* [WORK TO BE COMPLETED]: Rewrite the lines below as a numbered list, leaving out any blank lines.

* [RECORDS PROVIDED]:

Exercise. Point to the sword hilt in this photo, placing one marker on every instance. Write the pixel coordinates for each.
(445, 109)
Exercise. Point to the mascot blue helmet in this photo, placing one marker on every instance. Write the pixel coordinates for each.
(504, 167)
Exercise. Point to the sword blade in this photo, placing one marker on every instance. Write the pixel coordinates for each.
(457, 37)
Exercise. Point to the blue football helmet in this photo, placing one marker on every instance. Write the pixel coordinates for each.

* [FINAL RESULT]:
1. Exercise. Point to the sword hilt in this photo, placing one marker on every instance. Write the pixel coordinates for each.
2. (445, 109)
3. Exercise. Point to the mascot blue helmet in this photo, placing one marker on every instance. Write the pixel coordinates for each.
4. (504, 167)
5. Exercise. Point to the sword blade in this photo, placing one marker on every instance. Write the pixel coordinates for each.
6. (457, 37)
7. Exercise. Point to the blue football helmet in this photo, placing one marker on every instance. Write the pixel coordinates for each.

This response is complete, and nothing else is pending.